Records provided ->

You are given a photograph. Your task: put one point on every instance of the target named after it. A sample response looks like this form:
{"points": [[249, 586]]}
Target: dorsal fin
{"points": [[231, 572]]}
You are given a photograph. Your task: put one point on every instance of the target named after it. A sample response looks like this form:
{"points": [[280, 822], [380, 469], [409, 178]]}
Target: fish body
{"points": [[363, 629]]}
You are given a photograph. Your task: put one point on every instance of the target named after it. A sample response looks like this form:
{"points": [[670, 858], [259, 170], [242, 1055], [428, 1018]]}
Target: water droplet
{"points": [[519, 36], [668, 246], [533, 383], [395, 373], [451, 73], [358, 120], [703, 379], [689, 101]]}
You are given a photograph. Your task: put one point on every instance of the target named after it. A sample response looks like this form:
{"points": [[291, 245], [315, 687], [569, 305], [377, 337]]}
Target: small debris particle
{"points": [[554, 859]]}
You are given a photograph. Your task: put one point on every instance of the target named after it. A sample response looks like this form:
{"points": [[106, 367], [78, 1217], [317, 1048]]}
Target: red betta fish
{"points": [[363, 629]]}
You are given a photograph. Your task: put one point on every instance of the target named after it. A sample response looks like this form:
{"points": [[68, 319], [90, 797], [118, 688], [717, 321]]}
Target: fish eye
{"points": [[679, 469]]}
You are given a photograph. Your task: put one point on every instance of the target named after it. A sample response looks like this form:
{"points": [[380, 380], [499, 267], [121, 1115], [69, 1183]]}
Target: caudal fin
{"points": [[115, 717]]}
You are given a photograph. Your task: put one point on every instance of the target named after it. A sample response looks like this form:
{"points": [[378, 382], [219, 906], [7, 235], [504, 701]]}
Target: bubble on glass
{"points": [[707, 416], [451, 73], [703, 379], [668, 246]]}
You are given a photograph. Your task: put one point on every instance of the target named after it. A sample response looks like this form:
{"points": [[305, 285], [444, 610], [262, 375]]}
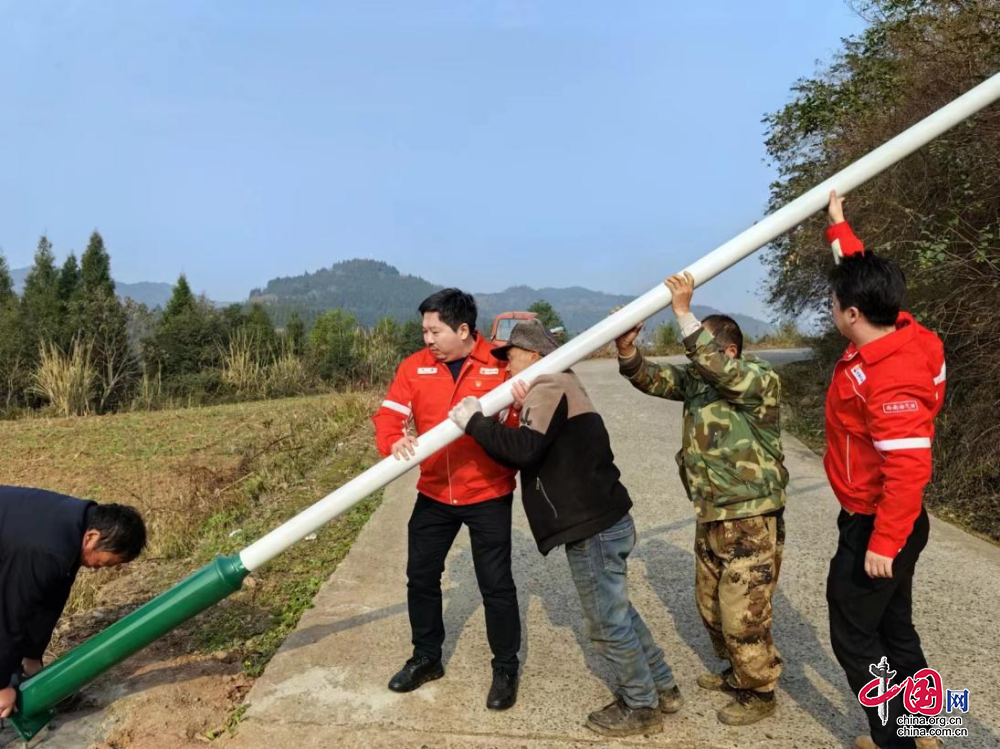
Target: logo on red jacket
{"points": [[898, 407]]}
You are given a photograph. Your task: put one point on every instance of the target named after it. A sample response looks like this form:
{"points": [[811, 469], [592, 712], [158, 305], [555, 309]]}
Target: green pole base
{"points": [[29, 726], [38, 696]]}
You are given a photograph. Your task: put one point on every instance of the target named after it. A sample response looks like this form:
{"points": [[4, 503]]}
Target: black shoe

Short problem ->
Return the material word for word. Pictures are not part of the copy.

Exercise answer ->
You are given a photograph. Your task: put one point on every instance of the target named after it. A sample response looks like this form:
{"points": [[249, 586]]}
Target: dorsal fin
{"points": [[231, 572]]}
You are given a photograph. Your task: put one point on every instance of the target named after it. A sample response looks like this form:
{"points": [[280, 822], [380, 469], [409, 178]]}
Target: fish body
{"points": [[363, 629]]}
You are given a photograph. Your task: put one point on every instance of the target named after it. A sample response looks like this form:
{"points": [[670, 858], [259, 170], [242, 1055], [428, 1018]]}
Target: water droplet
{"points": [[519, 36], [668, 246], [533, 383], [395, 373], [451, 73], [358, 120], [703, 379], [689, 101]]}
You are given a photograph. Your task: put one point on every instance of the target named after it. A sample response looks like this form:
{"points": [[291, 245], [315, 687], [569, 305], [377, 337]]}
Target: small debris particle
{"points": [[554, 859]]}
You are given a photograph. Your task: put one point on every instance of the target named after it. A sample response looks like this form:
{"points": [[106, 367], [78, 1217], [317, 1048]]}
Target: red betta fish
{"points": [[363, 629]]}
You are given a photograph. Your task: put one point on every instance of the target named after it. A sample response looks like this form:
{"points": [[68, 319], [90, 797], [118, 688], [717, 321]]}
Target: fish eye
{"points": [[679, 469]]}
You are given a photograph. Your task: put one point on every instance of the target named after it. A sample response looks like this form:
{"points": [[380, 380], [499, 267], [121, 1115], [69, 1183]]}
Target: caudal fin
{"points": [[115, 717]]}
You are given a photograph. Your task: put one point on every instance of the target named after it. A sample response looks like this form:
{"points": [[378, 382], [219, 906], [7, 235], [504, 701]]}
Target: bubble on glass
{"points": [[707, 416], [451, 73], [703, 379], [668, 246]]}
You are given a photograph. Your task: put one point on every instance of the target named after it. A sample response looks like this form:
{"points": [[305, 285], [444, 610], [262, 375]]}
Target: logo on red jacket
{"points": [[898, 407]]}
You are given a photograph. Your task: put one point on every instance of the target named after it. A sample response looks like this form:
{"points": [[811, 469], [592, 712], [158, 305], [555, 309]]}
Target: green pole base
{"points": [[29, 726], [38, 696]]}
You are given a photograph. Your task: put one point on every instance of the target named after it. A sample response looks like this form:
{"points": [[4, 503]]}
Target: black shoe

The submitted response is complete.